━━━━━ DOCUMENT ━━━━━

While higher doping levels of the central region of the SFF could result in further retraction of the pillar end, higher doping levels in the pillar inevitably lead to glass viscosity reduction, which makes the pillar soft during splicing and results in a rounded pillar end that does not form a useful FP cavity.

The etched SFF was spliced to a lead-in fiber (Fig. 3(c1)). The fiber structure was then heated by a filament fusion splicer (Vytran FFS 2000) across the area containing the pillar while driving the splicer`s linear z-motors in the same direction but at slightly different velocities (Fig. 3(d1)), which stretched the outer wall of the structure surrounding the pillar. This operation did not affect the pillar length, as the pillar is a part of the SFF and is not in contact with the lead-in fiber. This thermal stretching steps allowed for a controlled adjustment/setting of the initial FP cavity length. Any cavity length between about 5 and 200 µm can thus be obtained in a controlled way for a given sensor structure, and without significant reduction of the structurès outer diameter. Successful implementation of this controlled length adjustment requires high viscosity of the glass that forms the pillar. Even very low concentrations of P₂O₅ cause sufficient viscosity reduction, which results in pillar end rounding during splicing and a cavity length adjustment step. This is one of the main reasons for TiO₂ doping of the central section of the SFF (it would, for example, be considerably easier simply to dope the central part of the SFF with a very low concentration of P₂O_5, or some other and more frequently encountered fiber dopant). The proposed structure can be used either with single-mode or multimode lead-in fibers, as the flat top of the pillar was designed to be 50 µm in diameter and can, thus, support multimode fibers with core sizes in this range. When using multimode lead-in fibers with large germanium doped cores, a section of coreless fiber (with the length of about 40 µm) was additionally inserted in-between the SFF and the lead in-fiber, as shown in Fig. 3(d2). The coreless fiber was first fusion spliced to the lead-in fiber (Fig. 3(e)), then cleaved away by about 40 µm (Fig. 3(f)), and then spliced to the etched SFF, as shown in Fig. 3(c2). This additional feature (end-capping of the lead-in fiber) was necessary to maintain the high flatness of the lead-in fiber’s end surface. During heating of an unterminated end of the multimode fiber, the viscosity mismatch between the silica cladding and doped core causes the core to protrude slightly out of the fiber end, and yields a curved surface that degrades the fringe contrast significantly, especially when using longer cavity lengths.

━━━━━

§ **TASK 1**
From the passage on fiber sensor fabrication, return the part that opens with the words containing "While higher doping" and closes with "useful FP cavity.".
§ **TASK 2**
In the passage on fiber sensor fabrication, what diameter was the flat top of the pillar designed to have?
§ **TASK 3**
Continue the passage on fiber sensor fabrication from where it stops.
The items that follow are separate material, unrelated to the passage on fiber sensor fabrication.

━━━━━ SUPPLIED RECORDS ━━━━━

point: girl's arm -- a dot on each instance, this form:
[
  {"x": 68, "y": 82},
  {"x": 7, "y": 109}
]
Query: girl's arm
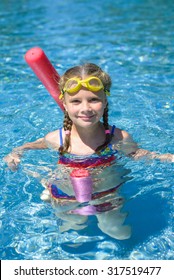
[
  {"x": 51, "y": 141},
  {"x": 130, "y": 148},
  {"x": 14, "y": 157}
]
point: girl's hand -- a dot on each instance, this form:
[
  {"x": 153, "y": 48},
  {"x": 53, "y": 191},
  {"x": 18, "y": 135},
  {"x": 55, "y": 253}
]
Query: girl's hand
[{"x": 12, "y": 160}]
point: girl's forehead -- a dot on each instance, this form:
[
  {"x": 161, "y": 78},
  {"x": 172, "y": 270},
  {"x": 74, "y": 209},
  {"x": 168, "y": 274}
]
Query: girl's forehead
[{"x": 85, "y": 93}]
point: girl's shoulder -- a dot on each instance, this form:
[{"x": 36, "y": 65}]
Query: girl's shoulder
[{"x": 120, "y": 134}]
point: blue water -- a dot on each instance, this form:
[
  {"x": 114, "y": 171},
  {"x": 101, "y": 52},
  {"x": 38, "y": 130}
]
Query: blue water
[{"x": 133, "y": 41}]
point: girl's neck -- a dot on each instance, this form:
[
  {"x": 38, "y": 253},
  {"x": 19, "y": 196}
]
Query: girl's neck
[
  {"x": 90, "y": 137},
  {"x": 88, "y": 132}
]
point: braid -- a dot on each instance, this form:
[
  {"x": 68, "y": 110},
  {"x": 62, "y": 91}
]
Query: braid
[
  {"x": 106, "y": 126},
  {"x": 67, "y": 125}
]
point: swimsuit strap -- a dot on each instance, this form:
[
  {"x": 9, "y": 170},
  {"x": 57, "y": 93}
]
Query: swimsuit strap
[
  {"x": 60, "y": 137},
  {"x": 112, "y": 130}
]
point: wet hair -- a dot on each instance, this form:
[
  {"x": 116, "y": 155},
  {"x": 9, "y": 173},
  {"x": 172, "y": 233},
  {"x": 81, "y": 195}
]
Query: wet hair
[{"x": 88, "y": 69}]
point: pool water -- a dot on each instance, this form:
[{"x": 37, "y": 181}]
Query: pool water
[{"x": 133, "y": 41}]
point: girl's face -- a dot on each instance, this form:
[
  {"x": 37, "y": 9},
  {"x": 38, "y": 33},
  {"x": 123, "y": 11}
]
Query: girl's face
[{"x": 85, "y": 108}]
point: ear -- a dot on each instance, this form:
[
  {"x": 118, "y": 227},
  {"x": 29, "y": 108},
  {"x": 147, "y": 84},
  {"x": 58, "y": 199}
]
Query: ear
[
  {"x": 105, "y": 102},
  {"x": 64, "y": 104}
]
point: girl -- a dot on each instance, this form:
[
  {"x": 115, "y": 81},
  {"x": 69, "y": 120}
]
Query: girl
[
  {"x": 84, "y": 94},
  {"x": 87, "y": 143}
]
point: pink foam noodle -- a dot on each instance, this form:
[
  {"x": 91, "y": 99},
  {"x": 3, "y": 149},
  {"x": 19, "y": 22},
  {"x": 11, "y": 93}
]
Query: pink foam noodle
[
  {"x": 82, "y": 184},
  {"x": 44, "y": 70}
]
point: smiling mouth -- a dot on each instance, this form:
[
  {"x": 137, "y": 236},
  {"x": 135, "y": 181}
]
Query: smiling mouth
[{"x": 86, "y": 117}]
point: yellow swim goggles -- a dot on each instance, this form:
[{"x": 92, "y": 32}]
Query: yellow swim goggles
[{"x": 75, "y": 84}]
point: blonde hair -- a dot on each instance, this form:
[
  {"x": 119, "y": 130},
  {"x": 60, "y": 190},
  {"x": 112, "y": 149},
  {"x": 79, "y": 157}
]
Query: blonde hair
[{"x": 88, "y": 69}]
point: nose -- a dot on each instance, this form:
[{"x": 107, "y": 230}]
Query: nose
[{"x": 86, "y": 106}]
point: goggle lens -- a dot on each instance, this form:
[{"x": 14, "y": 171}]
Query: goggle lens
[{"x": 75, "y": 84}]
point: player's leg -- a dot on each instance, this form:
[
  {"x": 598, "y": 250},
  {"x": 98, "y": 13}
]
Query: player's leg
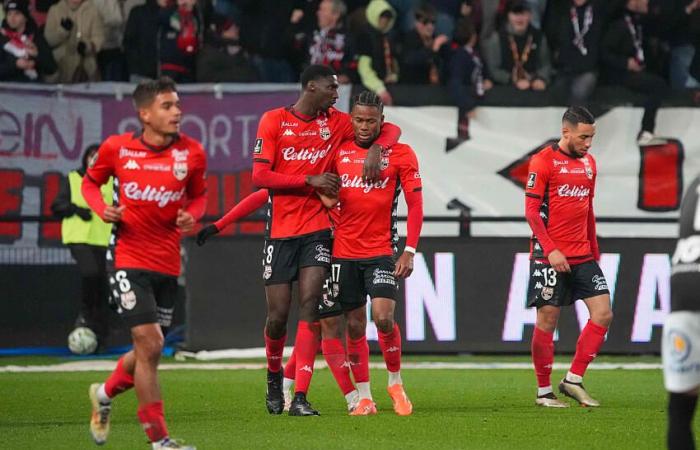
[
  {"x": 681, "y": 359},
  {"x": 590, "y": 285},
  {"x": 358, "y": 356}
]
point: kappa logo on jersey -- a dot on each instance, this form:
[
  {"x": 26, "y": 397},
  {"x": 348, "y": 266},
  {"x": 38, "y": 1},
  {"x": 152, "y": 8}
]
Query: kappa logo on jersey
[
  {"x": 131, "y": 165},
  {"x": 531, "y": 178},
  {"x": 180, "y": 170},
  {"x": 161, "y": 196}
]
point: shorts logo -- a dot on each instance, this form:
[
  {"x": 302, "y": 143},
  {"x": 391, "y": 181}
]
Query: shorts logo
[
  {"x": 547, "y": 293},
  {"x": 323, "y": 254},
  {"x": 180, "y": 170},
  {"x": 128, "y": 300},
  {"x": 600, "y": 282},
  {"x": 531, "y": 178},
  {"x": 680, "y": 345}
]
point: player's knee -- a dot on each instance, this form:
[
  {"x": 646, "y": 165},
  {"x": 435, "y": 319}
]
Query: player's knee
[{"x": 384, "y": 324}]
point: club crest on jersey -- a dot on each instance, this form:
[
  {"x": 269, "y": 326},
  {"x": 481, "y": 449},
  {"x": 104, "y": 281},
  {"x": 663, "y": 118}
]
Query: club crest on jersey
[
  {"x": 258, "y": 147},
  {"x": 180, "y": 170},
  {"x": 547, "y": 293}
]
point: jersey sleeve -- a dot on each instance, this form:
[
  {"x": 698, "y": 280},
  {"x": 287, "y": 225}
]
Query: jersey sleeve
[
  {"x": 103, "y": 166},
  {"x": 265, "y": 148},
  {"x": 538, "y": 174},
  {"x": 409, "y": 175}
]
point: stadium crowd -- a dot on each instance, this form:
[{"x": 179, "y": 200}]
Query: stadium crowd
[{"x": 566, "y": 47}]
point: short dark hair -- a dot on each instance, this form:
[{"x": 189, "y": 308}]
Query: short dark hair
[
  {"x": 315, "y": 72},
  {"x": 578, "y": 114},
  {"x": 147, "y": 90},
  {"x": 368, "y": 98}
]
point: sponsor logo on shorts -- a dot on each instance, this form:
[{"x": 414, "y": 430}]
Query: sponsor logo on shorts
[
  {"x": 128, "y": 300},
  {"x": 600, "y": 282},
  {"x": 383, "y": 276},
  {"x": 547, "y": 293},
  {"x": 323, "y": 254}
]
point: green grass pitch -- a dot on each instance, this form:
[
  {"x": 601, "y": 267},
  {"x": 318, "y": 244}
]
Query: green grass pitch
[{"x": 453, "y": 409}]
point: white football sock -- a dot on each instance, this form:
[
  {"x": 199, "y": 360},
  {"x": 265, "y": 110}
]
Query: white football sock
[{"x": 395, "y": 378}]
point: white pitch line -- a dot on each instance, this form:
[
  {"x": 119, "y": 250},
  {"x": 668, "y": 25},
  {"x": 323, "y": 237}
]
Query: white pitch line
[{"x": 105, "y": 366}]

━━━━━

§ **TASK OUTPUT 1**
While higher doping levels of the central region of the SFF could result in further retraction of the pillar end, higher doping levels in the pillar inevitably lead to glass viscosity reduction, which makes the pillar soft during splicing and results in a rounded pillar end that does not form a useful FP cavity.

§ **TASK OUTPUT 2**
50 µm

§ **TASK OUTPUT 3**
During the experimental investigation, we produced and tested three variants of the proposed sensor. The first variant utilized a standard telecom single-mode lead-in fiber spliced directly to the etched SFF, the second variant used an HI780 short wavelength single-mode lead-in fiber also spliced directly to the etched SFF, while the third variant utilized a 50 µm graded index multimode fiber as the lead-in fiber, and was spliced to the SFF through a section of coreless fiber, as already explained above. The FP cavity lengths in these three types of sensors were set to 64, 62, and 28 µm respectively, to accommodate the different signal interrogation systems described further below.

All the sensors were fixed on a 8.25 × 8.25 mm square cross-section rod made from Super Invar with the length of 110 mm. The rod was fixed on its top and placed in a vertical position, while a thin flexible Kevlar thread was connected to the bottom of the invar rod, and was adapted to accept different weights, as shown in Fig. 4(a).

 

Fig. 4. Experimental setup.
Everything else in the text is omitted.